Given request 1: Translate this sentence from the Ray Monk text below into Spanish: "Monk graduated with an M.A. in Philosophy from the University of York in 1979."
Given request 2:
Using the Ray Monk text below, answer these questions:
(a) At which university is Monk emeritus professor of philosophy?
(b) During which years did he teach there?
(c) What degree did he obtain from the University of Oxford?
Given request 3: Extend the Ray Monk text below, picking up right after its final sentence.

Text:

(begin)

- Born: 15 February 1957 (age 69)

Education
- Education: University of York (M.A., 1979) University of Oxford (MLitt)

Philosophical work
- Era: Contemporary philosophy
- Region: Western philosophy
- School: Analytic philosophy, postanalytic philosophy
- Institutions: University of Southampton
- Main interests: Philosophical biography, history of analytic philosophy, philosophy of mathematics, veganism

= Ray Monk =

British biographer born 1957

Ray Monk (born 15 February 1957) is a British biographer who is renowned for his biographies of Ludwig Wittgenstein, Bertrand Russell, and J. Robert Oppenheimer. He is emeritus professor of philosophy at the University of Southampton, where he taught in various capacities from 1992 to 2018.

==Biography==

Monk graduated with an M.A. in Philosophy from the University of York in 1979. Later he obtained an MLitt from the University of Oxford.

(end)

Source material:
(begin)

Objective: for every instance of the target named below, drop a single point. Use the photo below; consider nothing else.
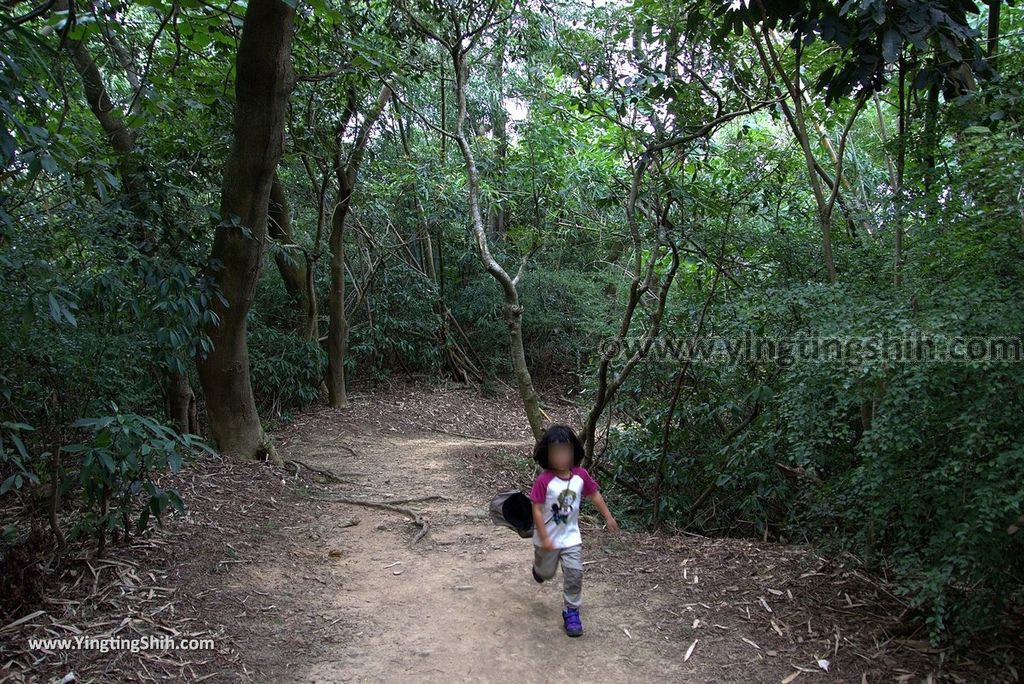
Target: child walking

(end)

Exercise result 1: Monk se graduó con un M.A. en Filosofía por la Universidad de York en 1979.

Exercise result 2:
(a) The University of Southampton
(b) From 1992 to 2018
(c) An MLitt

Exercise result 3:
He won the 1990 John Llewellyn Rhys Prize and the 1991 Duff Cooper Prize for his acclaimed biography of Ludwig Wittgenstein, Ludwig Wittgenstein: The Duty of Genius. His two-volume biography of Bertrand Russell appeared in 1996 and 2001. His biography of J. Robert Oppenheimer was published in 2012.

Since 2012 he has occasionally written for the New Statesman, contributing articles on philosophers and on veganism.

In 2015 he was elected as a Fellow of the Royal Society of Literature.

==Works==
- "Ludwig Wittgenstein: The Duty of Genius" (1990)
- Bertrand Russell: The Spirit of Solitude 1872–1921. London: Vintage Books, 1996.
- Russell. London: Weidenfeld & Nicolson, 1997.
- Bertrand Russell: The Ghost of Madness 1921–1970. London: Vintage Books, 2001.
- "Philosophical Biography: The Very Idea". In Klagge, James C. (2001). "Wittgenstein: Biography and Philosophy" pp. 3-15.
- How to Read Wittgenstein. London: Granta Books, 2005.
- "Robert Oppenheimer: A Life Inside the Center" (2012)
  - "Robert Oppenheimer: A Life Inside the Center" (2012)
  - Inside the Centre: The Life of J. Robert Oppenheimer. London: Jonathan Cape, 2012; Robert Oppenheimer: A Life Inside the Center. New York: Doubleday, 2013.
  - "Robert Oppenheimer: A Life Inside the Center" (2014)
- "Ludwig Wittgenstein: A Sketch of His Life" (chapter in A Companion to Wittgenstein, edited by Hans-Johann Glock and John Hyman. Wiley-Blackwell, 2017)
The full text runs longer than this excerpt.